MATERIAL FOR THIS EXERCISE »
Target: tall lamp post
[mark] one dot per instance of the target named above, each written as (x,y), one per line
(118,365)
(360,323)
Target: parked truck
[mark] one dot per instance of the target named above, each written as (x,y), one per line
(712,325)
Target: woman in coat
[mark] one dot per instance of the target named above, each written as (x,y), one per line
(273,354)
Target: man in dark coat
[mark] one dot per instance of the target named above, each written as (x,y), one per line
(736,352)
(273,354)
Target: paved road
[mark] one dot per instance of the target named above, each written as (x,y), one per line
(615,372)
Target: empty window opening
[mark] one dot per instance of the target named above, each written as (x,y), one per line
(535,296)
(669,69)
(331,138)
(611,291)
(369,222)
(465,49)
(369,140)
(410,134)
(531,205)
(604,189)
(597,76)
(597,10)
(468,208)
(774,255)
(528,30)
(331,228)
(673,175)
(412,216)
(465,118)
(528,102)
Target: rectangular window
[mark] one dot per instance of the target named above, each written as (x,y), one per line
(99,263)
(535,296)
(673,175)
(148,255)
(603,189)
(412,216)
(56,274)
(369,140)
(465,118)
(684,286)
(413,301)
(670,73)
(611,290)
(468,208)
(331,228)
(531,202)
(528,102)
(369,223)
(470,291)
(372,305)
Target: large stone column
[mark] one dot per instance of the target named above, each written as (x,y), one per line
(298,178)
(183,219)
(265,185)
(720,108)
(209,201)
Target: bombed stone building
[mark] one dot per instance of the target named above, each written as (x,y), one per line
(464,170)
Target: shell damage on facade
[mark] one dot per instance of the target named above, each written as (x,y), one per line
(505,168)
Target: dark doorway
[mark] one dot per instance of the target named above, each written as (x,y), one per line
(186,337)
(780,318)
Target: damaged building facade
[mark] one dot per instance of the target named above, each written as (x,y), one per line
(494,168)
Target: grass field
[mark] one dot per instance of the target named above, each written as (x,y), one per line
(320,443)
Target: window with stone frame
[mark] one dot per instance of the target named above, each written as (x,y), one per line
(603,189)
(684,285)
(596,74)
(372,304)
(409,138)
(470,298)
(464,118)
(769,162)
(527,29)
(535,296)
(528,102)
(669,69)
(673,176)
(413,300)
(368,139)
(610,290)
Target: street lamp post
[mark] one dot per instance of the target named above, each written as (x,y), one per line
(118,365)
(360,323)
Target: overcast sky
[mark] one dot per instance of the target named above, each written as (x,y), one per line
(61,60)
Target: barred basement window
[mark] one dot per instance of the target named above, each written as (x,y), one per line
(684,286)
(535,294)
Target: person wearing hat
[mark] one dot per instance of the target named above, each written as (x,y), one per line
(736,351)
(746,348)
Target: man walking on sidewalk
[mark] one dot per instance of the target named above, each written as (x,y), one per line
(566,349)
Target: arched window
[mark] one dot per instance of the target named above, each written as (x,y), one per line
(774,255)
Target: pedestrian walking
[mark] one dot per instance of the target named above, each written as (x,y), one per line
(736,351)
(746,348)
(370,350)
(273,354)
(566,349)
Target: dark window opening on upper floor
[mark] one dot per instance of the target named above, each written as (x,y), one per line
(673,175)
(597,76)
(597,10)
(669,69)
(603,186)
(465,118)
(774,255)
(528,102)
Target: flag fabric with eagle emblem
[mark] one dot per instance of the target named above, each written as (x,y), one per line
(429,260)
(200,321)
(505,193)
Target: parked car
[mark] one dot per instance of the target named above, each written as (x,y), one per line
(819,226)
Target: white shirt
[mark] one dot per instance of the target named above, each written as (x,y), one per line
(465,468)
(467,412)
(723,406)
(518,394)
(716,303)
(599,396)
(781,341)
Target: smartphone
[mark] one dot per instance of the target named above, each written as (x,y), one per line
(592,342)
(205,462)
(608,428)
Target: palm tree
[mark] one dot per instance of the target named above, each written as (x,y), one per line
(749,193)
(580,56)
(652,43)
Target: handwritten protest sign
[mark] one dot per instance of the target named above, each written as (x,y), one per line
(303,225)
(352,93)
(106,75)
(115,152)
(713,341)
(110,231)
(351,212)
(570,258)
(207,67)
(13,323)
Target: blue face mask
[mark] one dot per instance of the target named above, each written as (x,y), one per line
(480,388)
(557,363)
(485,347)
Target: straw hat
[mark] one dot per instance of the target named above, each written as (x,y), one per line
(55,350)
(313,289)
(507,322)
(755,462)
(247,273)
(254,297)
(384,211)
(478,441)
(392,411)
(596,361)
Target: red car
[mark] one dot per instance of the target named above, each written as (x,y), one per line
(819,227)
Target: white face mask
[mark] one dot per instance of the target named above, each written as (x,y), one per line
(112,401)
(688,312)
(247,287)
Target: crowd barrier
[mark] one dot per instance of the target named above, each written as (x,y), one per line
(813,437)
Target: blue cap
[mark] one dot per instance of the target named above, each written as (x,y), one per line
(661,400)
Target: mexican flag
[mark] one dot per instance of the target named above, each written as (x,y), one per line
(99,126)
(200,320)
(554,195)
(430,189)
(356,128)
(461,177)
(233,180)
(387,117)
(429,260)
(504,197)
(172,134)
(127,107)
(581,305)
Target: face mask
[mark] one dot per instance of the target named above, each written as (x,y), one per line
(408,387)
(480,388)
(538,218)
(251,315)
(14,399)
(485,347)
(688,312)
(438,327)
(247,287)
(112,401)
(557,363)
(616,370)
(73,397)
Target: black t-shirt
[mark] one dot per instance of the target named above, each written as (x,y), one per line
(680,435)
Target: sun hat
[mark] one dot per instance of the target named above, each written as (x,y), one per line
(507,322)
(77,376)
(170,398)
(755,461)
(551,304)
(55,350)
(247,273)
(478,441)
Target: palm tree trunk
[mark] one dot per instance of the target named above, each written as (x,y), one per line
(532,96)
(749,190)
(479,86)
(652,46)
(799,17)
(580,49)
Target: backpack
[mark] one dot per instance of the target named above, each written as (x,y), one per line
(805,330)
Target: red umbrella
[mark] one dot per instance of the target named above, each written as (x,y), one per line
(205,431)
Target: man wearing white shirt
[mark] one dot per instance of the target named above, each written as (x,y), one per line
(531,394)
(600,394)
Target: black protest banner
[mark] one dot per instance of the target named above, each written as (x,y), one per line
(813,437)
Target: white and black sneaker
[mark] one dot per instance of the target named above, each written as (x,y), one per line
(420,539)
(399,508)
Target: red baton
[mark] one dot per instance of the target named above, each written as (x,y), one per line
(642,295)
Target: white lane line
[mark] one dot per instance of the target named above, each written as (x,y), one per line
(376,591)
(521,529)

WHAT YOU WILL DO » Please say how many lines in the records above contain the word "facade". Give the number alone.

SOLUTION TO THIS TASK » 2